• _Your assignment_:
Check each line of the material for the string "beak", and copy the lines that have it.

• _Dataset records_:
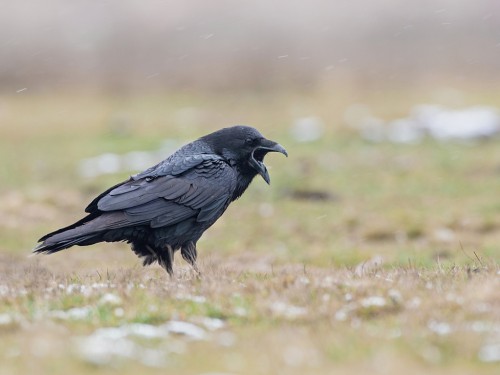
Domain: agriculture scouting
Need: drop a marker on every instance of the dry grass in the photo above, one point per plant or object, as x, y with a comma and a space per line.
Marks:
359, 258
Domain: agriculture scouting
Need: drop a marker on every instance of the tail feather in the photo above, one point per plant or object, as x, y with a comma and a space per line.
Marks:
86, 231
50, 247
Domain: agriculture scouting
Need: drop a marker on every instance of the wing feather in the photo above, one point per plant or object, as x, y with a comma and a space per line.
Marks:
202, 192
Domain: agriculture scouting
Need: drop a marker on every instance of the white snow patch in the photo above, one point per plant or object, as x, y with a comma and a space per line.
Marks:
76, 313
490, 353
288, 311
373, 301
437, 122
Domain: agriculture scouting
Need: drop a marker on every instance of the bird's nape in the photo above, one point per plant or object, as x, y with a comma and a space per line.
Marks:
169, 206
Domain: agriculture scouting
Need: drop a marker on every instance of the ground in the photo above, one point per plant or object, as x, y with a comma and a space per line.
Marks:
359, 257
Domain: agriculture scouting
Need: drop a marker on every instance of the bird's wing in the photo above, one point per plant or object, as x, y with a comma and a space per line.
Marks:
200, 191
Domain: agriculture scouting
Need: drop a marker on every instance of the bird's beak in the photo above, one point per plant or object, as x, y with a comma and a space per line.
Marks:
265, 147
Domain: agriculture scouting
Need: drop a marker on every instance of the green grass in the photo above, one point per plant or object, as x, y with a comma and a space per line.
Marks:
394, 269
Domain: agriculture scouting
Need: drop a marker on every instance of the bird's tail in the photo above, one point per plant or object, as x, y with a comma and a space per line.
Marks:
87, 231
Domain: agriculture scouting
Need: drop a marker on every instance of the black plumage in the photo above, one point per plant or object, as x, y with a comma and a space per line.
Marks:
168, 207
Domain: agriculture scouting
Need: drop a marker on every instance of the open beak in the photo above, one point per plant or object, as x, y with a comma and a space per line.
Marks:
265, 147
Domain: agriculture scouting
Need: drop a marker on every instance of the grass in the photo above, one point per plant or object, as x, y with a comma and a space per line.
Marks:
359, 257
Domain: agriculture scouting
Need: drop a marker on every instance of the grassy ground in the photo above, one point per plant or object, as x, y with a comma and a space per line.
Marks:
359, 257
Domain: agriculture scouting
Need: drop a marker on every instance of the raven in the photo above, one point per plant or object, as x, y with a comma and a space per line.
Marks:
168, 206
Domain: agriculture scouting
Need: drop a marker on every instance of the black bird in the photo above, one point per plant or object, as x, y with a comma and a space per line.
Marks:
168, 206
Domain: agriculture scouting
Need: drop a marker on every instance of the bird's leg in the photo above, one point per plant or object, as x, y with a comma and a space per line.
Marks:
166, 259
190, 254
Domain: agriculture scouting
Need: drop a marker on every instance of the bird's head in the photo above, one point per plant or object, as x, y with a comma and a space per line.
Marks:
245, 148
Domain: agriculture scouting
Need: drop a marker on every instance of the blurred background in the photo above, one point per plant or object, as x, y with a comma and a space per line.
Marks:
117, 46
388, 109
374, 250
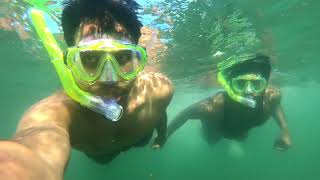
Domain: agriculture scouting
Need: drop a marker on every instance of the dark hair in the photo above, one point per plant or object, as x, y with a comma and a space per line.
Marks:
258, 64
106, 14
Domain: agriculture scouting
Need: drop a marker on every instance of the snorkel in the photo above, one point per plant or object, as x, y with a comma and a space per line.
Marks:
224, 78
109, 108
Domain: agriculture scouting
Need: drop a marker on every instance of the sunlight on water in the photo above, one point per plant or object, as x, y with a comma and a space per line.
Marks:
193, 37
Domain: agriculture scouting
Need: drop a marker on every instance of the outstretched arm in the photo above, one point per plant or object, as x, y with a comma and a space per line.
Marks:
40, 148
195, 111
283, 142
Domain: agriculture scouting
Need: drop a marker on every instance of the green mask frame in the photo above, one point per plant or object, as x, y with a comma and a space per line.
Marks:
102, 51
222, 79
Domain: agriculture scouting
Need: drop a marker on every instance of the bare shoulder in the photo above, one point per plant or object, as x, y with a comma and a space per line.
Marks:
155, 86
53, 110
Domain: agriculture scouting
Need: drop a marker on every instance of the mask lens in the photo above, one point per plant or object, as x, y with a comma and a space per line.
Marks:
239, 84
90, 61
258, 85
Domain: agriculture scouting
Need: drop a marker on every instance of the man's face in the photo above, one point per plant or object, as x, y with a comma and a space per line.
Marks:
249, 85
108, 83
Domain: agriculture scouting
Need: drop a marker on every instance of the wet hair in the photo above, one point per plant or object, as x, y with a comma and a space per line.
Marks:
100, 16
259, 64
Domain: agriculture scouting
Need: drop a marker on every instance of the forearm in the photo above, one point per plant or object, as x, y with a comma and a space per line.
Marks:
18, 162
281, 120
161, 131
176, 124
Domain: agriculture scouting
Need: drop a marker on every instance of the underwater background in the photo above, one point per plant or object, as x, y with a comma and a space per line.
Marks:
194, 36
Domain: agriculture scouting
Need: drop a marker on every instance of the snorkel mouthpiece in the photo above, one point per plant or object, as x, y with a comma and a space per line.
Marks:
109, 108
112, 110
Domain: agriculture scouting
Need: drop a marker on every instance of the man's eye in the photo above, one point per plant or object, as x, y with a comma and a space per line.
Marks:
123, 57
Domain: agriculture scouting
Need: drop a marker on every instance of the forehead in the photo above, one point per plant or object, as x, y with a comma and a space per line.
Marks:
250, 76
89, 31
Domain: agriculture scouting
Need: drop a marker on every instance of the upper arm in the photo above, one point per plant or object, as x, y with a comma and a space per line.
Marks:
273, 99
44, 130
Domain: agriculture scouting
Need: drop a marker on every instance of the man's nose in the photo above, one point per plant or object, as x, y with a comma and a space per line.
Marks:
248, 89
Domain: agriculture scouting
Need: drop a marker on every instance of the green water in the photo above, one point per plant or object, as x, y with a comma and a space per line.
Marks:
289, 30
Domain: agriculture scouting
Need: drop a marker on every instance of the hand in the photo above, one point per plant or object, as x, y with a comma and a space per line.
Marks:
156, 146
158, 142
282, 143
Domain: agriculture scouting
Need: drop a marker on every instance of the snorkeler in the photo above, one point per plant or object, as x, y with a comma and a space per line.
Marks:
247, 103
108, 105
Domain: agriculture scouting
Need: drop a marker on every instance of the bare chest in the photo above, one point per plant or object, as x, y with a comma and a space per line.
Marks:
93, 134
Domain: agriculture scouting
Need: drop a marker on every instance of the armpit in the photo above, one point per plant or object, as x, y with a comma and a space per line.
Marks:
48, 111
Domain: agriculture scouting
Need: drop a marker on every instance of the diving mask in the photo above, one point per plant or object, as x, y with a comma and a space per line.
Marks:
104, 57
249, 83
239, 87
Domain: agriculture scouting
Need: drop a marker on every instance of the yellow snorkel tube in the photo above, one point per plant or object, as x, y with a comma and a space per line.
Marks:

• _Exercise result_:
Need: drop a marker on every instance of the bird's beak in the photo above, one point per plant or object, as x, y with a comma and a space per line.
Need: drop a marker on every instance of the open beak in the photo above, one point per plant or object, as x, y with a comma and a space per line.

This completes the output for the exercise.